**Problem details**: Repeat the part of the Galapagos Islands text starting at "B. The first" and ending at "noblemen and royalty.", substituting "privateer" for "buccaneer".

**Document section**:
- - - -
The Galapagos Islands are a unique archipelago of 19 volcanic islands in the Pacific Ocean on either side of the Equator, 563 miles (906 km) west of the continent of Ecuador, of which they are a province.
Interesting history tidbits
A. The three major tectonic plates of Nazca, Pacific and Cocos meet at the basis of the ocean. Isabela and Fernandina, the largest and youngest islands, have less than one million years of existence while Española and San Cristóbal, the oldest islands, are between three and five million years old!
B. The first visit to the islands was recorded in 1535 when Bishop de Berlanga’s ship was blown off its course. He eventually went back to the Spanish Empire and told of the islands and its animals.
C. The islands were shown and named in an atlas published in 1570. The first crude map was made in 1684 by Ambrose Cowley, a buccaneer who named the islands for his fellow pirates and for British noblemen and royalty.
More about the islands
The Galapagos Islands are a UNESCO World Heritage Site, and 97 percent of the total emerged surface was declared a National Park in 1959. There was a population of 26,640 as of 2012 on the only four islands that are inhabited, and the people must live in specifically zoned rural and urban areas.
Galapagos Marine Reserve
This biological marine reserve, a protected area under the responsibility of the Galapagos National Park Service. The Reserve surrounds the islands and is one of the world’s largest. It includes inland waters as well as all those waters contained within 40 nautical miles measured from the outermost coastal islands and provides important clues about species evolution under the ever-changing conditions.
You could be one of the approximate 170,000 tourists that visit these islands each year to marvel at the geography, the ongoing volcanic areas, and the wildlife spectacle both underwater and on land. There are abundant numbers of sharks, 12 native terrestrial mammals, the most northerly species of penguins, 36 reptile species, mockingbirds, seabirds, species of finch that were the inspiration for Charles Darwin’s theory of evolution after he visited in 1835, giant tortoises, land snails, lizards, the only marine iguanas in the world, sea lions, and more.
Flora includes giant daisy trees, huge cacti, and native flora including approximately 500 vascular plant species.
Do visit the Galapagos Islands and enjoy a ‘living museum’ that is also a ‘showcase of evolution’.
- - - -
**Extracted material**:

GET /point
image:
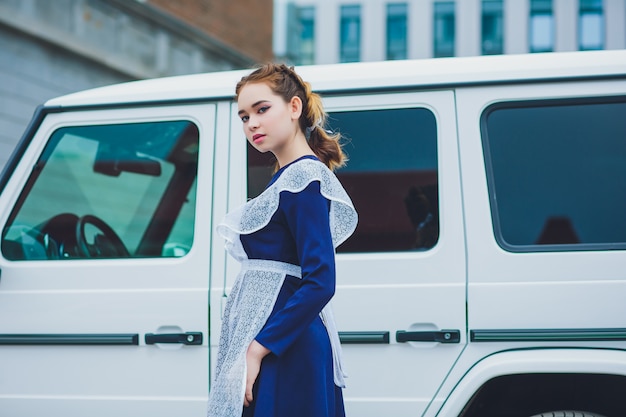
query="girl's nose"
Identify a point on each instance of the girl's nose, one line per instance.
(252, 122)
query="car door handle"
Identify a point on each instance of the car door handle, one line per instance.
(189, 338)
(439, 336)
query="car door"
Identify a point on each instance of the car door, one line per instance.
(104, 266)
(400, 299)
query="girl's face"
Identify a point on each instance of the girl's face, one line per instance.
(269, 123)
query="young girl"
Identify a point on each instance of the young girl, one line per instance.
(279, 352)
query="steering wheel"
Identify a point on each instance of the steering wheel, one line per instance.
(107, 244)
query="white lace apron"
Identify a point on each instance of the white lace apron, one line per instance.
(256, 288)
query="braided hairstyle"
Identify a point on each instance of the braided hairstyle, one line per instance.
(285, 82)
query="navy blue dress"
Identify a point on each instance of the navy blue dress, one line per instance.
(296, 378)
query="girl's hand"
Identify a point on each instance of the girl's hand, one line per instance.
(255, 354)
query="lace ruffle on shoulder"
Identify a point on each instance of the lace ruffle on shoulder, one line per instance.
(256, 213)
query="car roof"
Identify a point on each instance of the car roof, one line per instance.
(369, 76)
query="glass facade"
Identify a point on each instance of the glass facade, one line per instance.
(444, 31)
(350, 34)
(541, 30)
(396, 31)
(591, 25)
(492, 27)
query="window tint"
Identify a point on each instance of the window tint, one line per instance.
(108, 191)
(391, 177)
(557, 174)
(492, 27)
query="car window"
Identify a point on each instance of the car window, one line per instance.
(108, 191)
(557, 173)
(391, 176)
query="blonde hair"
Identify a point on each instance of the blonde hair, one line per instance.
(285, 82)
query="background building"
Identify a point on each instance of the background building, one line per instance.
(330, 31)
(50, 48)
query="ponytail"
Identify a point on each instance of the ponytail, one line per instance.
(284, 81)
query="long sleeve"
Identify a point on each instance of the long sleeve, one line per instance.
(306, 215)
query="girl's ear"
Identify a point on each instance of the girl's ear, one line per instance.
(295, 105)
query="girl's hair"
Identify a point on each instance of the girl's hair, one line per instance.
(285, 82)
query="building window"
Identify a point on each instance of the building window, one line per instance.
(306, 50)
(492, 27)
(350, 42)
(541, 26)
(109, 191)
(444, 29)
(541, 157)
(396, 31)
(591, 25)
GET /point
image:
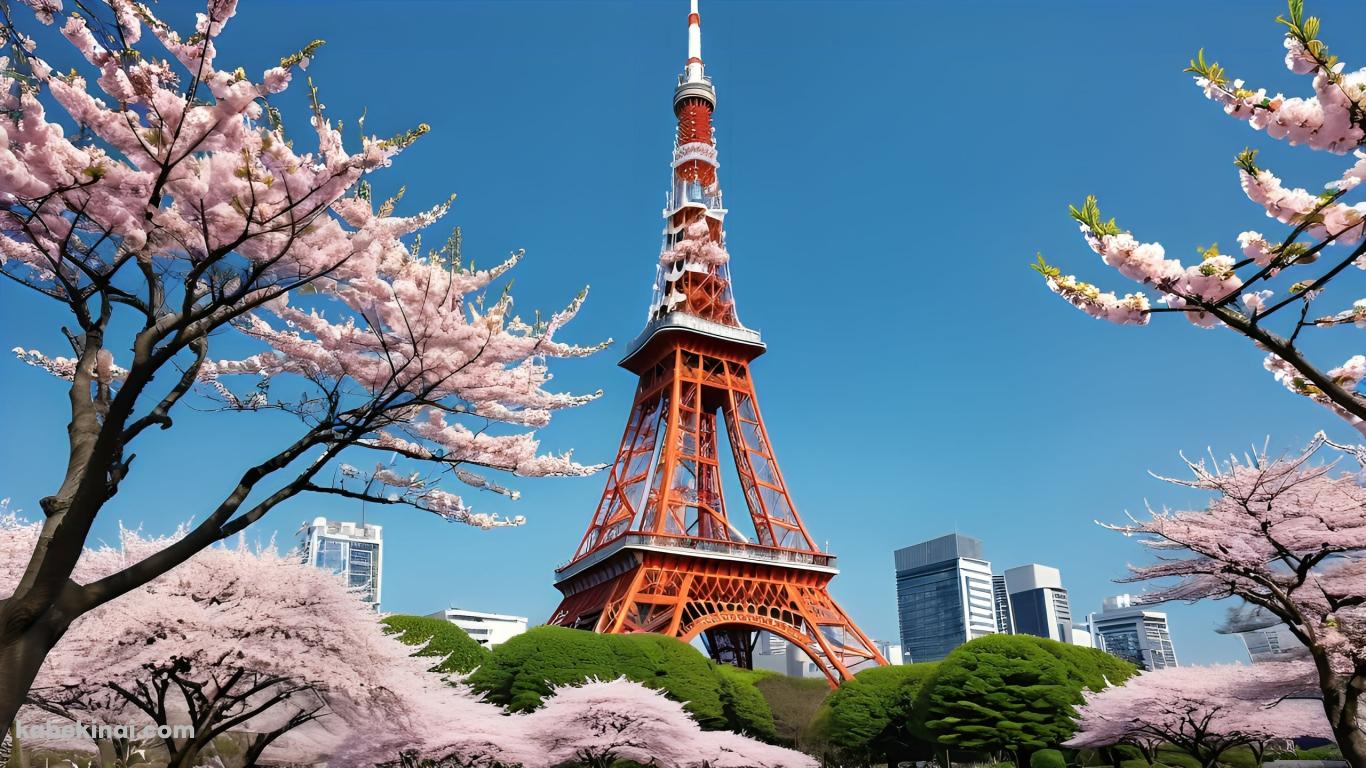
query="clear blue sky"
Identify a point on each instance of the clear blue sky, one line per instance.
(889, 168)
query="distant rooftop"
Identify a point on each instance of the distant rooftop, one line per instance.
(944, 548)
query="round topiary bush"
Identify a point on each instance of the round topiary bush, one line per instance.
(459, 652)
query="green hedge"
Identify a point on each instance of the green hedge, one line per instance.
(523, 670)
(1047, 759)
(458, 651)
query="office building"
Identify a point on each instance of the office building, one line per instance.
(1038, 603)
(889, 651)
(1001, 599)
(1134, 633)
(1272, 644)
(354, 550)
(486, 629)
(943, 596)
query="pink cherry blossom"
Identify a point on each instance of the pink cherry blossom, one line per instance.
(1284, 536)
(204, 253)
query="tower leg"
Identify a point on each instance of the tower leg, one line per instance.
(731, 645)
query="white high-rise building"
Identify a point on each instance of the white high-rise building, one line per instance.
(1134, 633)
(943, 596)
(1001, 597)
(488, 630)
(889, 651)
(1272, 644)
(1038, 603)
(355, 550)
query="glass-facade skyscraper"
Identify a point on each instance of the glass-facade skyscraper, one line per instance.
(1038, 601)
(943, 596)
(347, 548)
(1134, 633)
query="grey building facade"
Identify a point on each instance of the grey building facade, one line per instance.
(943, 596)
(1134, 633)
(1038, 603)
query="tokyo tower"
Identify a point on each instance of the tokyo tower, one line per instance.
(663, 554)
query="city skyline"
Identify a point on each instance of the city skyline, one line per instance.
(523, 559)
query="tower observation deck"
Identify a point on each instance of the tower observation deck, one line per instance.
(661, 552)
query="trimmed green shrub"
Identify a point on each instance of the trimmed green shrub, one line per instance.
- - - -
**Answer section**:
B. The first visit to the islands was recorded in 1535 when Bishop de Berlanga’s ship was blown off its course. He eventually went back to the Spanish Empire and told of the islands and its animals.
C. The islands were shown and named in an atlas published in 1570. The first crude map was made in 1684 by Ambrose Cowley, a privateer who named the islands for his fellow pirates and for British noblemen and royalty.